> [Problem description]
Set down every record below exactly as it appears, but without the pictures.

Stored records
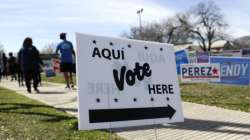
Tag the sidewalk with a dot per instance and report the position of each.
(201, 122)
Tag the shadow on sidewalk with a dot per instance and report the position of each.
(44, 111)
(51, 92)
(196, 125)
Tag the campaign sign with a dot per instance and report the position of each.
(200, 72)
(49, 72)
(56, 64)
(192, 57)
(180, 58)
(202, 57)
(233, 70)
(245, 52)
(121, 84)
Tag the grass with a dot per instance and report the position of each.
(225, 96)
(24, 118)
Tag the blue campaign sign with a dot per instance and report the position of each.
(233, 70)
(180, 58)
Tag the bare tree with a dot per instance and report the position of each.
(169, 31)
(205, 21)
(49, 48)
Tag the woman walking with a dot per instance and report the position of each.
(30, 61)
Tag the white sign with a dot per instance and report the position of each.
(126, 83)
(200, 72)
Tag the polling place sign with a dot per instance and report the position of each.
(234, 70)
(120, 84)
(180, 58)
(200, 72)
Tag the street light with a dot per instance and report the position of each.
(139, 12)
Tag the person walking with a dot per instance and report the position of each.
(67, 55)
(30, 63)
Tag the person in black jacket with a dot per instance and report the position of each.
(5, 60)
(30, 61)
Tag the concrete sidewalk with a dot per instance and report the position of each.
(201, 122)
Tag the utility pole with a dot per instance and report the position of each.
(139, 12)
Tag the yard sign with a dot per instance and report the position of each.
(121, 84)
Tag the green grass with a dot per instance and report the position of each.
(23, 118)
(225, 96)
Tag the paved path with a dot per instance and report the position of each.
(201, 122)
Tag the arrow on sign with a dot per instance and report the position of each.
(127, 114)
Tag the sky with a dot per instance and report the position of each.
(43, 20)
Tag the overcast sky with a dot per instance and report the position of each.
(43, 20)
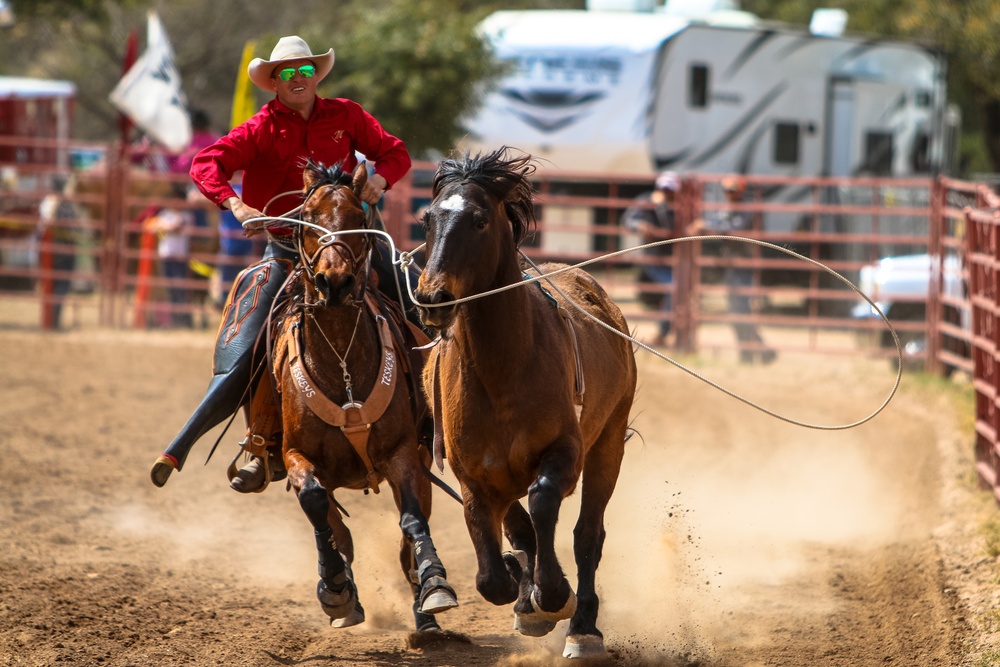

> [Result]
Tag the sidewalk with a dot per instance and report the position of each.
(201, 122)
Tag the shadow on sidewalk with a dot per instance and report the position of each.
(44, 111)
(51, 92)
(196, 125)
Tag the campaign sign with a dot per instance and report the position of each.
(200, 72)
(49, 72)
(56, 64)
(192, 57)
(180, 58)
(202, 57)
(233, 70)
(245, 52)
(121, 84)
Tag the grass with a dot per instance and report the position of each.
(225, 96)
(24, 118)
Tag the blue campaign sign with a dot per instance and report the position of each.
(233, 70)
(180, 58)
Tag the bare tree with a dot per instance and report the position of each.
(169, 31)
(205, 21)
(49, 48)
Tag the woman walking with a dot per instance and report the position of each.
(30, 61)
Tag the white sign with a dot per instance and report the position of each.
(126, 83)
(200, 72)
Tag the polling place sign with a dot per instance and report the position of each.
(234, 70)
(120, 84)
(180, 58)
(200, 72)
Tag the street light with a dot per instance and report the position of each.
(139, 12)
Tag the person walking with a dot per instance and report the position of each.
(67, 55)
(30, 63)
Tag the person in black jacket with a dot per instance and report the position of each.
(5, 60)
(30, 61)
Tag the concrete sidewalk with a dot per instance and report the position of each.
(201, 122)
Tag the utility pole with a dot per instance and report the position of each.
(139, 12)
Tag the yard sign with a dot per instance and report the position of each.
(121, 84)
Tag the green grass with a dot per instance and report the position of each.
(23, 118)
(225, 96)
Tag the paved path with a dot per instance and report the position of each.
(201, 122)
Tag the arrow on sign with a dot per instance and report the position of each.
(127, 114)
Tag the sky with a dot per instance and report the position of each.
(43, 20)
Tag the overcast sky with a dot per instance and report the position of each.
(43, 20)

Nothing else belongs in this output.